**SOURCE EXTRACT:**
== == ==

= Salnave Philippe-Auguste =

Salnave Philippe-Auguste (1908 - 1989) was a Haitian painter, lawyer, and magistrate known for his jungle scenes.

Philippe-Auguste's work was included in the travelling exhibition, "Haitian Art,"
organized by the Brooklyn Museum in 1978, which traveled to the Milwaukee Art Center (now the Milwaukee Art Museum), and the New Orleans Museum of Art. It was also included posthumously in 2020 in New York in “Saving Grace: A Celebration of Haitian Art” and covered in the New York Times. Philippe-Auguste was also the subject of a 2002 Danish documentary Drømmere (Dreamers).

==Early life and career==
Salnave Philippe-Auguste was born in 1908 in Saint-Marc, Haiti. He was a self-taught lawyer and magistrate who wrote articles and poetry before he took up painting.

==Career==
Philippe-Auguste embarked upon painting at 52 partly to support his children and joined the Centre d’Art in Port-au-Prince in December 1960. His jungle scenes reminiscent of the style of French artist Henri Rousseau sold well. Philippe-Auguste also painted in the same style, other scenes from nature, still lifes, fantastical creatures, carnivals, and human figures, especially women, posed against backgrounds of stylized flora and/or fauna.

== == ==

**SUPPLIED MATERIAL:**
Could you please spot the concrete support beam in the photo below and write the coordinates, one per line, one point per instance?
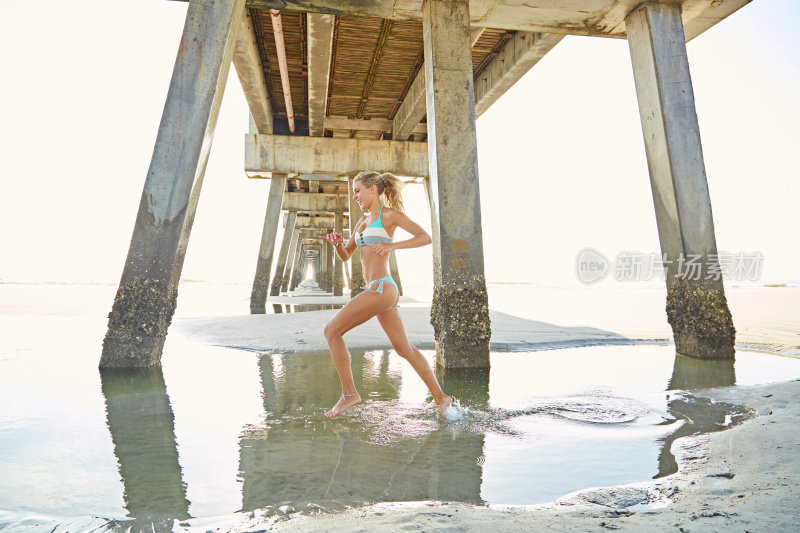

== == ==

**INSTRUCTIONS TO FOLLOW:**
Set down the stretch of the Salnave Philippe-Auguste article from "Philippe-Auguste's work was" through "took up painting." word for word.

**EXERCISE OUTPUT:**
Philippe-Auguste's work was included in the travelling exhibition, "Haitian Art,"
organized by the Brooklyn Museum in 1978, which traveled to the Milwaukee Art Center (now the Milwaukee Art Museum), and the New Orleans Museum of Art. It was also included posthumously in 2020 in New York in “Saving Grace: A Celebration of Haitian Art” and covered in the New York Times. Philippe-Auguste was also the subject of a 2002 Danish documentary Drømmere (Dreamers).

==Early life and career==
Salnave Philippe-Auguste was born in 1908 in Saint-Marc, Haiti. He was a self-taught lawyer and magistrate who wrote articles and poetry before he took up painting.